Start of Quoted passage
Daily Israel Report

Israeli Climber Ditches Everest to Save Turkish Climber's Life

Official relations between Turkey and Israel may be down in the dumps, but atop the Himalayas, two men formed a bond that may last forever.
By Chana Ya'ar
First Publish: 5/24/2012, 11:11 AM

Hikers near Ein Gedi
Hikers near Ein Gedi
Israel news photo: Flash 90

Official diplomatic relations between Turkey and Israel may be down in the dumps, but atop the Himalayas, two young men formed a bond that may last forever.

A 24-year-old Israeli climber abandoned the dream of his lifetime in order to fulfill the mitzvah of hatzoloh nefashot – saving a life – close to the summit of Mount Everest.

He had just 300 meters (1,000 feet) to go.

But Nadav Ben Yehuda didn't think twice when a fellow Turkish climber became injured on the way up the world's tallest mountain.

Had Ben Yehuda ignored his fellow climber, he would have become the youngest Israeli to reach the summit of Mount Everest, at the crest of the Himalayas.

But the young climber, who himself suffered severe frostbite and other injuries, turned back to rescue a Turkish climber who had gotten hurt. It is not yet clear whether Ben Yehuda's fingers can be saved.
End of Quoted passage
→ Tasks to perform
**A)** List every place name in the news story about the Israeli climber on Everest, counting each place once.
**B)** Carry on the news story about the Israeli climber on Everest from its last sentence.
Start of Supplied material
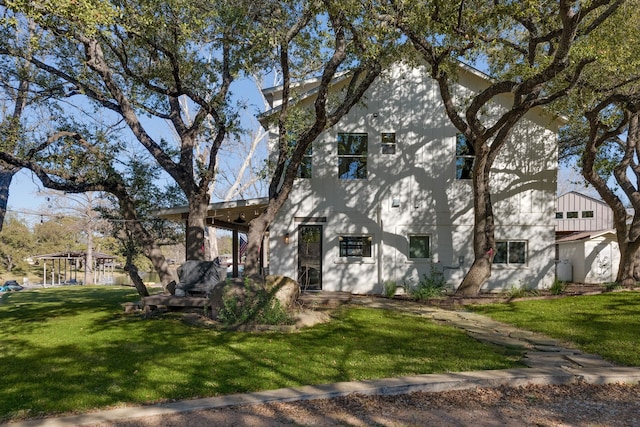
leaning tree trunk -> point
(6, 176)
(136, 279)
(483, 231)
(195, 228)
(626, 267)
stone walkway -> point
(540, 351)
(548, 361)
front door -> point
(310, 257)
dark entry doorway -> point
(310, 257)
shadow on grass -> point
(74, 350)
(605, 324)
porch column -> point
(235, 250)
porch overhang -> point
(233, 215)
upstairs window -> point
(465, 155)
(419, 247)
(511, 253)
(304, 171)
(355, 246)
(352, 155)
(388, 143)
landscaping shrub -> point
(255, 305)
(432, 285)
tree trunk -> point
(6, 176)
(89, 278)
(195, 229)
(483, 230)
(626, 267)
(257, 229)
(136, 279)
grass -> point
(606, 324)
(73, 349)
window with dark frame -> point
(419, 246)
(511, 252)
(355, 246)
(465, 155)
(388, 143)
(352, 155)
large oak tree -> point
(533, 52)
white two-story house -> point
(386, 195)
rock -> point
(200, 276)
(171, 287)
(284, 289)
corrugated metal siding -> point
(579, 203)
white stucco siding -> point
(579, 205)
(415, 190)
(593, 260)
(538, 272)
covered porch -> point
(232, 216)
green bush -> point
(519, 292)
(557, 287)
(256, 306)
(432, 285)
(390, 287)
(612, 286)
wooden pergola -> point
(233, 216)
(63, 267)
End of Supplied material
→ Answers below
**A)** Turkey, Israel, the Himalayas, Mount Everest, Ein Gedi

**B)**
The two were rescued by helicopter and transferred to a hospital in Katmandu.

He told Voice of Israel during a radio interview from his hospital bed that he also assisted a British climber, and one from the Republic of Georgia. Bodies were scattered along the climbing route, he noted.

Four people died last Saturday out of the 208 climbers who scrambled to reach the summit of the 8,848-meter mountain last weekend, according to Nepal's mountaineering official Gyanendra Shrestha.

Climbers usually wait for good weather to break during climbing season, he said, and at least 200 more are expected to try again this weekend. There is little officials can do about it, he added.